>> begin DATASET RECORDS

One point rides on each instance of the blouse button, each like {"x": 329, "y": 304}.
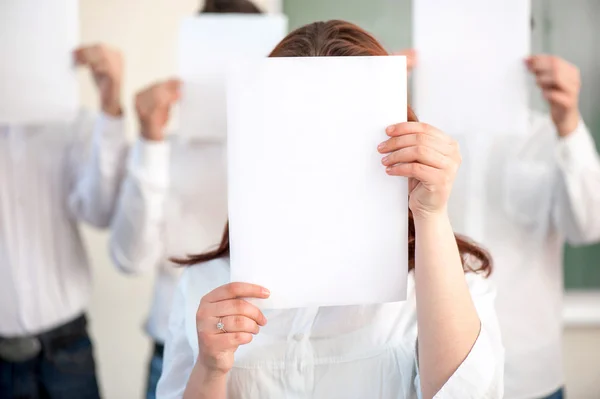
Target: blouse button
{"x": 299, "y": 337}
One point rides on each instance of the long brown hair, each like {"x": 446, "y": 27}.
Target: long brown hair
{"x": 230, "y": 6}
{"x": 339, "y": 38}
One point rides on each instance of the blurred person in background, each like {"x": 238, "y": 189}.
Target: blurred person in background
{"x": 173, "y": 199}
{"x": 51, "y": 178}
{"x": 542, "y": 190}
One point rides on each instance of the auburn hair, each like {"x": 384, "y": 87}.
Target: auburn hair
{"x": 337, "y": 39}
{"x": 230, "y": 7}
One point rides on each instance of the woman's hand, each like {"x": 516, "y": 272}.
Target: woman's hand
{"x": 428, "y": 157}
{"x": 240, "y": 322}
{"x": 106, "y": 65}
{"x": 153, "y": 106}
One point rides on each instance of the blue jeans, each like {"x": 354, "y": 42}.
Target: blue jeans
{"x": 154, "y": 371}
{"x": 560, "y": 394}
{"x": 65, "y": 371}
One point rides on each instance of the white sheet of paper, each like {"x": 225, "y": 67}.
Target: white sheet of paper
{"x": 38, "y": 82}
{"x": 313, "y": 215}
{"x": 207, "y": 44}
{"x": 471, "y": 76}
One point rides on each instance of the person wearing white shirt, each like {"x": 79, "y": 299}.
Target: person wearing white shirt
{"x": 443, "y": 342}
{"x": 173, "y": 199}
{"x": 52, "y": 177}
{"x": 525, "y": 196}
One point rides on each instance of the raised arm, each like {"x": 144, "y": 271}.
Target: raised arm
{"x": 448, "y": 322}
{"x": 96, "y": 159}
{"x": 137, "y": 242}
{"x": 575, "y": 196}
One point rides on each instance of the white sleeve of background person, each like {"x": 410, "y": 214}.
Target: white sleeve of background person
{"x": 38, "y": 83}
{"x": 207, "y": 44}
{"x": 313, "y": 215}
{"x": 471, "y": 77}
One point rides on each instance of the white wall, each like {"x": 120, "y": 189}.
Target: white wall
{"x": 145, "y": 30}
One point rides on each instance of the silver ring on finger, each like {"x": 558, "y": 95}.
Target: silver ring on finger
{"x": 221, "y": 326}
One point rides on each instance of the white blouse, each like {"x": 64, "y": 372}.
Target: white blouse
{"x": 331, "y": 352}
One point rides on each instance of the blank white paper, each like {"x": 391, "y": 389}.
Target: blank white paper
{"x": 471, "y": 77}
{"x": 207, "y": 45}
{"x": 38, "y": 83}
{"x": 313, "y": 215}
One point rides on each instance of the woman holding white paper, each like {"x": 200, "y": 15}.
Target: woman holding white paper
{"x": 350, "y": 351}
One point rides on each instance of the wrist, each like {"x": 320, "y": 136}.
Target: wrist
{"x": 425, "y": 216}
{"x": 113, "y": 109}
{"x": 210, "y": 374}
{"x": 569, "y": 124}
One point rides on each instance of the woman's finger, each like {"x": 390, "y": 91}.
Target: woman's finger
{"x": 423, "y": 173}
{"x": 238, "y": 307}
{"x": 404, "y": 128}
{"x": 230, "y": 341}
{"x": 236, "y": 323}
{"x": 421, "y": 154}
{"x": 417, "y": 139}
{"x": 236, "y": 290}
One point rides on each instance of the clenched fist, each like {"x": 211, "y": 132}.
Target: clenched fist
{"x": 106, "y": 65}
{"x": 153, "y": 107}
{"x": 560, "y": 83}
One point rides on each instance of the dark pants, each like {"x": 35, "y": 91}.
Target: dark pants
{"x": 154, "y": 370}
{"x": 560, "y": 394}
{"x": 64, "y": 368}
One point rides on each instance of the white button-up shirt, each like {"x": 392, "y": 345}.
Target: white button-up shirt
{"x": 52, "y": 177}
{"x": 520, "y": 197}
{"x": 173, "y": 203}
{"x": 346, "y": 352}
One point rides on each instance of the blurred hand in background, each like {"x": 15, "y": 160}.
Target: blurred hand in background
{"x": 106, "y": 65}
{"x": 560, "y": 82}
{"x": 153, "y": 106}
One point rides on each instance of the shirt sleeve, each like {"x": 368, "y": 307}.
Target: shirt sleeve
{"x": 481, "y": 374}
{"x": 178, "y": 360}
{"x": 137, "y": 233}
{"x": 576, "y": 206}
{"x": 96, "y": 162}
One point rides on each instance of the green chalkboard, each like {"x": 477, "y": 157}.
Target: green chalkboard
{"x": 559, "y": 24}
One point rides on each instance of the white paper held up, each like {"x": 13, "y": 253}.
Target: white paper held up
{"x": 471, "y": 77}
{"x": 38, "y": 82}
{"x": 207, "y": 44}
{"x": 313, "y": 215}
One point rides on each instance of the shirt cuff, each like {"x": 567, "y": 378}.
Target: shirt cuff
{"x": 110, "y": 128}
{"x": 577, "y": 150}
{"x": 149, "y": 162}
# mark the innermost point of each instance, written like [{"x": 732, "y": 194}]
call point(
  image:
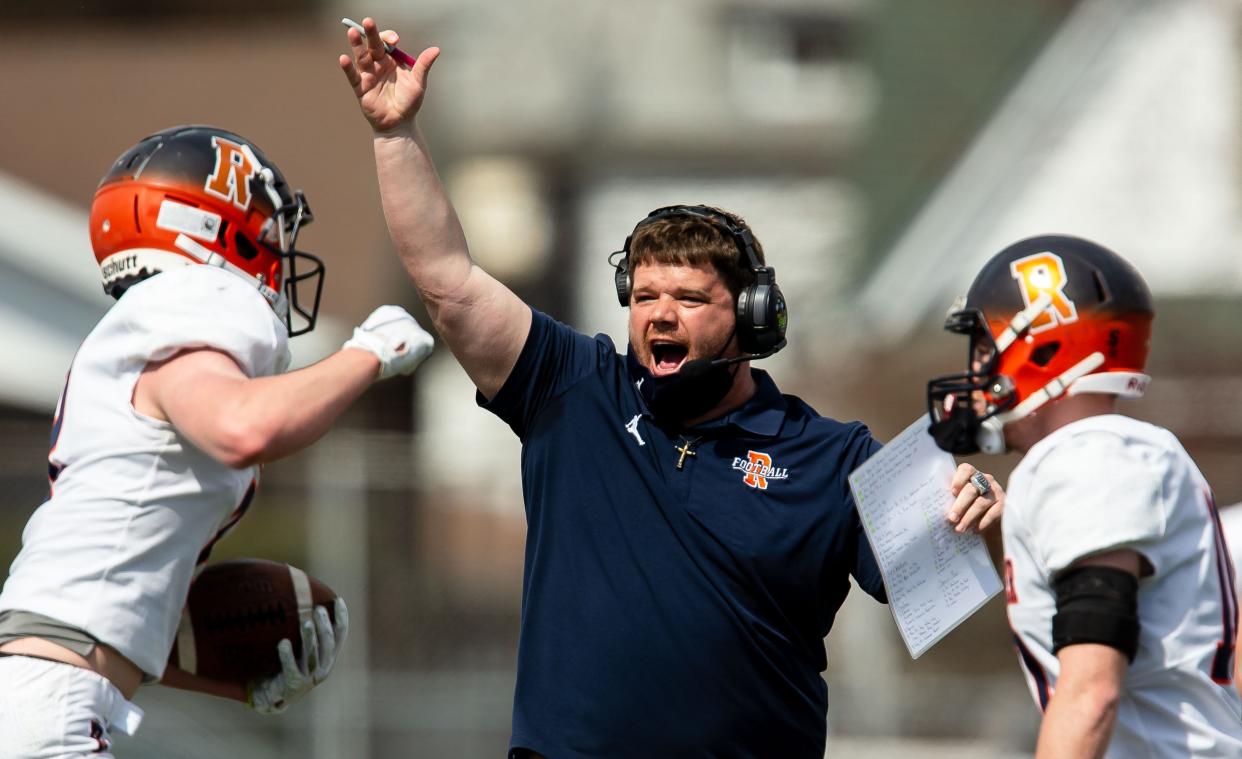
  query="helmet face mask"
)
[
  {"x": 1046, "y": 317},
  {"x": 954, "y": 400},
  {"x": 203, "y": 195}
]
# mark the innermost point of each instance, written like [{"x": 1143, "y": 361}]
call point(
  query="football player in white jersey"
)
[
  {"x": 172, "y": 404},
  {"x": 1119, "y": 583}
]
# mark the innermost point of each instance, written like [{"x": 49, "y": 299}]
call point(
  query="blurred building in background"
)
[{"x": 881, "y": 149}]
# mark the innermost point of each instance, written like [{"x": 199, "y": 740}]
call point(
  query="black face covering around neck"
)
[{"x": 675, "y": 398}]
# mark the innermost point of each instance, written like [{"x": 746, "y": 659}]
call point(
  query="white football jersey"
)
[
  {"x": 1109, "y": 482},
  {"x": 133, "y": 504}
]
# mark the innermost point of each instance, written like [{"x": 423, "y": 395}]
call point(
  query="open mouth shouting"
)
[{"x": 667, "y": 358}]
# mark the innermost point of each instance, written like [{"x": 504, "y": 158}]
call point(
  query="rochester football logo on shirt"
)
[{"x": 758, "y": 467}]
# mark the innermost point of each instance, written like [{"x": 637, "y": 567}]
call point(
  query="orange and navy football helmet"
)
[
  {"x": 203, "y": 195},
  {"x": 1046, "y": 317}
]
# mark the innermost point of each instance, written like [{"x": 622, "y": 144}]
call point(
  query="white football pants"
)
[{"x": 55, "y": 711}]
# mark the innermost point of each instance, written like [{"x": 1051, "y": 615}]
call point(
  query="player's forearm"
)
[
  {"x": 482, "y": 321},
  {"x": 1077, "y": 724},
  {"x": 421, "y": 220},
  {"x": 287, "y": 413}
]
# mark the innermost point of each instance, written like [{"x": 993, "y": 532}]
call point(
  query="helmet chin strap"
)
[
  {"x": 991, "y": 431},
  {"x": 204, "y": 255}
]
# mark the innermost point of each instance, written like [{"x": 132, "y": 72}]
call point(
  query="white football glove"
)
[
  {"x": 321, "y": 644},
  {"x": 395, "y": 338}
]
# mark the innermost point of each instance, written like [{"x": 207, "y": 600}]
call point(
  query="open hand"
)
[{"x": 388, "y": 93}]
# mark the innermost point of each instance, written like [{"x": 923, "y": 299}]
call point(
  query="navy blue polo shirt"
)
[{"x": 675, "y": 611}]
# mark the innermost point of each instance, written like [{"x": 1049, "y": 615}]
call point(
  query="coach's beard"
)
[{"x": 675, "y": 398}]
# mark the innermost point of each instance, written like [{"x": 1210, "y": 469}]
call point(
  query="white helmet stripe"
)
[{"x": 1021, "y": 321}]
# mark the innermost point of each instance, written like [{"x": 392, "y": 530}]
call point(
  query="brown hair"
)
[{"x": 694, "y": 241}]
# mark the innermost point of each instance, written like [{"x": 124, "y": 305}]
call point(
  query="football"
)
[{"x": 237, "y": 611}]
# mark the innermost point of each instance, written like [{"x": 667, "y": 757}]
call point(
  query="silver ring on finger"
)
[{"x": 980, "y": 481}]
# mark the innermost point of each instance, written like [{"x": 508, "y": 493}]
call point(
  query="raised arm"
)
[{"x": 481, "y": 321}]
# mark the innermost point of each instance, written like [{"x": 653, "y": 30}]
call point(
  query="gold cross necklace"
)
[{"x": 684, "y": 450}]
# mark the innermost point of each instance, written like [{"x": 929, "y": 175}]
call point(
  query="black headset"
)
[{"x": 761, "y": 312}]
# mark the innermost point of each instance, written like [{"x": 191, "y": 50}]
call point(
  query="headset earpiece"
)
[
  {"x": 621, "y": 273},
  {"x": 761, "y": 314}
]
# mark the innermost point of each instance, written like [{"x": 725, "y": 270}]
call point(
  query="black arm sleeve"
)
[{"x": 1097, "y": 605}]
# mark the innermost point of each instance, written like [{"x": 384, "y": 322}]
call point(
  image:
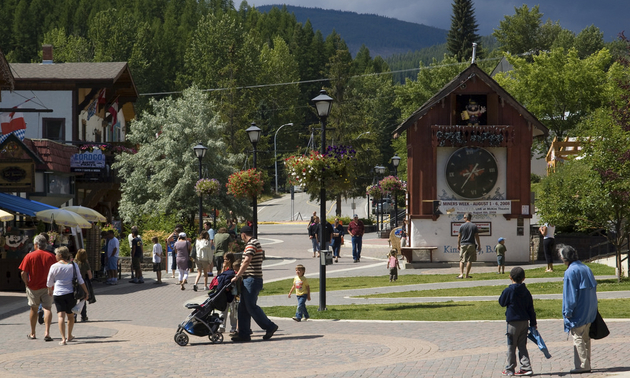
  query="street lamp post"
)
[
  {"x": 380, "y": 170},
  {"x": 200, "y": 151},
  {"x": 323, "y": 103},
  {"x": 275, "y": 155},
  {"x": 253, "y": 132}
]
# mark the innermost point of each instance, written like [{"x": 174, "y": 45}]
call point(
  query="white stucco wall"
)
[{"x": 59, "y": 101}]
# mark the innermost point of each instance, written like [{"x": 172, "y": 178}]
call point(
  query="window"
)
[{"x": 54, "y": 129}]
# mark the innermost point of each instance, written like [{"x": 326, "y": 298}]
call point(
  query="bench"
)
[{"x": 418, "y": 253}]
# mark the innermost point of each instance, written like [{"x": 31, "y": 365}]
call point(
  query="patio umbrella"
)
[
  {"x": 90, "y": 215},
  {"x": 4, "y": 216},
  {"x": 63, "y": 218}
]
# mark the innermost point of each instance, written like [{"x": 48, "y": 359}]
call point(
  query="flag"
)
[
  {"x": 113, "y": 111},
  {"x": 13, "y": 122}
]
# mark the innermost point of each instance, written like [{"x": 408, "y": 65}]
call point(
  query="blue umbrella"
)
[{"x": 535, "y": 337}]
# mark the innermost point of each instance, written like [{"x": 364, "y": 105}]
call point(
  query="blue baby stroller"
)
[{"x": 204, "y": 320}]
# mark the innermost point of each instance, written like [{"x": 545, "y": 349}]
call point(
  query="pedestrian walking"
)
[
  {"x": 251, "y": 272},
  {"x": 60, "y": 287},
  {"x": 519, "y": 312},
  {"x": 579, "y": 306},
  {"x": 393, "y": 265},
  {"x": 356, "y": 229},
  {"x": 34, "y": 272},
  {"x": 302, "y": 292},
  {"x": 500, "y": 249}
]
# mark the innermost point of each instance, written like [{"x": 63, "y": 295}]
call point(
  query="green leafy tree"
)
[
  {"x": 161, "y": 177},
  {"x": 558, "y": 87},
  {"x": 463, "y": 31}
]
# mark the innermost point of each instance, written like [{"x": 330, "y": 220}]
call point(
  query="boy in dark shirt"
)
[{"x": 520, "y": 310}]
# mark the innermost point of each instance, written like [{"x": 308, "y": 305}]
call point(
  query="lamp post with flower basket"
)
[{"x": 200, "y": 151}]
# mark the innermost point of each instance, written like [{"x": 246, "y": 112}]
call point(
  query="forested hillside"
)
[{"x": 382, "y": 35}]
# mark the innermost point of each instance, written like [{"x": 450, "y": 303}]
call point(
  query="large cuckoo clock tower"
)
[{"x": 469, "y": 150}]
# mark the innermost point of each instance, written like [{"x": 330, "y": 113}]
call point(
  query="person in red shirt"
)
[
  {"x": 35, "y": 267},
  {"x": 356, "y": 229}
]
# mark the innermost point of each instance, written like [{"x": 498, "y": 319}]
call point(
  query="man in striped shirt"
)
[{"x": 251, "y": 272}]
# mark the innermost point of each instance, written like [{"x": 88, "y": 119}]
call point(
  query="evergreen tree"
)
[{"x": 463, "y": 30}]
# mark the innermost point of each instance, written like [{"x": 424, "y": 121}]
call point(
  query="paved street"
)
[{"x": 131, "y": 328}]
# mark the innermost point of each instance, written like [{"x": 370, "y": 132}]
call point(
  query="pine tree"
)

>> end DATASET RECORDS

AIM OF THE EXERCISE >>
Count the lines of the records above that contain the word "football", and reply with the number only.

CORRECT ANSWER >>
7